(Items listed in a dataset)
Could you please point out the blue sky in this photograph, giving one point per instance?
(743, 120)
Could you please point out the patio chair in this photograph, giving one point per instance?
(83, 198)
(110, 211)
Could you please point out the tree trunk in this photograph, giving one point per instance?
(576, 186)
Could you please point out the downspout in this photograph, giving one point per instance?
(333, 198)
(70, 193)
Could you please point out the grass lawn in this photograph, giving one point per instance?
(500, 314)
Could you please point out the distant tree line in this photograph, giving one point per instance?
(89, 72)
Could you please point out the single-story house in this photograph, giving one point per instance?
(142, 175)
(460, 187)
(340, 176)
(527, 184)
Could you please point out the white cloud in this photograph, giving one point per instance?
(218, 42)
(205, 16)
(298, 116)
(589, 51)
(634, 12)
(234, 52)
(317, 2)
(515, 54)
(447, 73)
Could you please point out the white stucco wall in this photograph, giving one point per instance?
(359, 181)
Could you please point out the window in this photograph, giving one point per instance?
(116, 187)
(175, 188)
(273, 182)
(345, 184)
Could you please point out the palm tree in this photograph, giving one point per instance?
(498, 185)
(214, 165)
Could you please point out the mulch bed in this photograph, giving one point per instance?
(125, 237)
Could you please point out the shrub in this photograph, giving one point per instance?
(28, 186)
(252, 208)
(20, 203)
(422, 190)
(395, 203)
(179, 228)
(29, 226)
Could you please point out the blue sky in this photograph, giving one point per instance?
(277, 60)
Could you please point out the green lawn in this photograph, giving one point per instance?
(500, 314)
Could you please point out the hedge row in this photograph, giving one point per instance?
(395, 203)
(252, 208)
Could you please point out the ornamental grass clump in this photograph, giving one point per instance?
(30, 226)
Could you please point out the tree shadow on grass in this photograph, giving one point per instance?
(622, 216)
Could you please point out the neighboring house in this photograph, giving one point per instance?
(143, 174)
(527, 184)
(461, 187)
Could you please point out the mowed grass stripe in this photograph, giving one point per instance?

> _Written exercise_:
Turn all of the material above into a numbered list, one line per number, leaving out any blank lines.

> _Correct output_:
1. Could you please point out the blue sky in this photograph, giving one point per instance?
2. (743, 120)
3. Could you please point out the patio chair in this photograph, giving one point per instance?
4. (83, 198)
5. (110, 211)
6. Could you please point out the tree trunk in this photograph, giving one point per instance?
7. (576, 186)
8. Could you please point out the downspout in this photograph, giving one point per instance?
9. (333, 198)
10. (70, 193)
11. Could you please point out the grass lawn in this photograph, giving one point per instance?
12. (500, 314)
13. Could you please point out the distant tree line in this photograph, giving one point per instance?
14. (89, 72)
15. Could you please point out the single-story house in this photograph, giving one point per instance?
16. (142, 175)
17. (460, 187)
18. (340, 176)
19. (527, 184)
20. Could you please point out the white cloud in this photograph, giving one point per instance?
21. (218, 42)
22. (205, 16)
23. (298, 116)
24. (589, 51)
25. (634, 12)
26. (234, 52)
27. (317, 2)
28. (515, 54)
29. (447, 73)
30. Could you please point out the white stucco wall in this photograph, giving one point per instance?
31. (359, 181)
32. Could you please point out the window in this photograph, giving one point per instance?
33. (116, 187)
34. (175, 188)
35. (273, 182)
36. (345, 184)
37. Could you please point out the palm tree in this photograph, giving one point per instance?
38. (498, 185)
39. (214, 165)
40. Could you please point out the mulch bed in this photograph, giving one point per instance?
41. (125, 237)
42. Could you please point out the shrub in this photograph, giving one point per instance?
43. (28, 186)
44. (252, 208)
45. (20, 203)
46. (422, 190)
47. (395, 203)
48. (179, 228)
49. (29, 226)
50. Could you please point out the blue sky in this photograph, giving one point per instance?
51. (277, 60)
52. Could you please point out the green lawn in this photograph, giving one point per instance?
53. (500, 314)
54. Could you please point out the hedge row in this photograph, giving one point per instance?
55. (395, 203)
56. (252, 208)
57. Could you please point out the ornamental grass clump in this photograph, giving one point per instance?
58. (30, 226)
59. Could you please point out the tree shadow on grass in this photograph, giving one point per instance?
60. (622, 216)
61. Could you please point out the neighboring house in this photograph, giving one point per instance?
62. (143, 174)
63. (527, 184)
64. (461, 187)
65. Could you please point out the mowed grass stripe in this photograph, giving one point per instance?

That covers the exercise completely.